## Extracted records
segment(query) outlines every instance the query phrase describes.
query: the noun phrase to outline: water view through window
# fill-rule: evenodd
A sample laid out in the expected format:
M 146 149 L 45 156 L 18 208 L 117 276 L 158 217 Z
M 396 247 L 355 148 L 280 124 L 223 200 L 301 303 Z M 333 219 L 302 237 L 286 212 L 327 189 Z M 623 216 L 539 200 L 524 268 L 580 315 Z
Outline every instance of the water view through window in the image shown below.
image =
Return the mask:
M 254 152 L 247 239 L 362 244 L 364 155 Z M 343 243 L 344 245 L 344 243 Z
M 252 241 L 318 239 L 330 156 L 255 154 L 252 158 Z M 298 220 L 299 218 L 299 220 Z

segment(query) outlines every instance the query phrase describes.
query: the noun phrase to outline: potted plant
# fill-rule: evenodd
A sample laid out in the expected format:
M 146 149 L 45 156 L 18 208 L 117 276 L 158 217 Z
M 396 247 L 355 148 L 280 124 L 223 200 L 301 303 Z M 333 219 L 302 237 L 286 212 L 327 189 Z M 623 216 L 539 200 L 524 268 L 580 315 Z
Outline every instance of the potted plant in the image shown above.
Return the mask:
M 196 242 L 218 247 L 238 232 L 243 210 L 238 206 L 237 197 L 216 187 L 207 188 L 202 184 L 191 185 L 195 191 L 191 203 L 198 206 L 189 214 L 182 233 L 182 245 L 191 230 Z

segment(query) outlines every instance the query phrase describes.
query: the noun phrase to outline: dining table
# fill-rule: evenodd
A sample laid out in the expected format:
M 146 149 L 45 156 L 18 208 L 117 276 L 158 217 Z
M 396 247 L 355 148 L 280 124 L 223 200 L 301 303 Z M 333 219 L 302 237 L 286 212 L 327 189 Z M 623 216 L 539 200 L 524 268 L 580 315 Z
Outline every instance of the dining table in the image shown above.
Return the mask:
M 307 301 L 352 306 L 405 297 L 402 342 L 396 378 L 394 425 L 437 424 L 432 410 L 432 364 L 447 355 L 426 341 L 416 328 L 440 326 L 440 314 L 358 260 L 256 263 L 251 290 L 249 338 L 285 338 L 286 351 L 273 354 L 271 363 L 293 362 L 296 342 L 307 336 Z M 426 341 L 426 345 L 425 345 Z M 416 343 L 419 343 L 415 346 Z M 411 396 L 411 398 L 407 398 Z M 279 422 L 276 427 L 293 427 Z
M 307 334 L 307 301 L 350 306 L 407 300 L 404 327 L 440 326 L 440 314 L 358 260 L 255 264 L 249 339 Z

...

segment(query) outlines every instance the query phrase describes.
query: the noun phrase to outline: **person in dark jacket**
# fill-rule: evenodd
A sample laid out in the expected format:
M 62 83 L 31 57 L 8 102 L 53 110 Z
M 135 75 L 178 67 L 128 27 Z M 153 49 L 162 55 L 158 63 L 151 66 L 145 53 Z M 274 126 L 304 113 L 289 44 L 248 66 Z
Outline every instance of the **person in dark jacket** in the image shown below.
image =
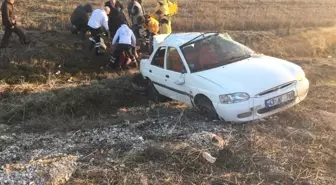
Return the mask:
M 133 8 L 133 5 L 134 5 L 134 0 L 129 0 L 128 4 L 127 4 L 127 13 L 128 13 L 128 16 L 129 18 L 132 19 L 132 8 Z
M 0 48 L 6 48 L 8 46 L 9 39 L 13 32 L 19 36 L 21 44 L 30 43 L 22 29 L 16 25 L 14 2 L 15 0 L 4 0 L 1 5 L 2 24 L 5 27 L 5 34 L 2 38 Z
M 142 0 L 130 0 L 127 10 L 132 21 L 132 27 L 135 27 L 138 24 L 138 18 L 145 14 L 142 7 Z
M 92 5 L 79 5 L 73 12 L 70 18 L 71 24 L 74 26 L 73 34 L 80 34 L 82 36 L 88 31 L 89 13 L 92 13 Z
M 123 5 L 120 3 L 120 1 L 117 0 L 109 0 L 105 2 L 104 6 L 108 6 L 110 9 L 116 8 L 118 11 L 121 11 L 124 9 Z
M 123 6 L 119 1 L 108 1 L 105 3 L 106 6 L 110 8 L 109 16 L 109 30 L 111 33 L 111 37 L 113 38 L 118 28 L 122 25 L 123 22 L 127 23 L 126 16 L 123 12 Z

## Task objective
What number of lines in the records hold "above"? Reply with that number alone.

## Answer to this problem
2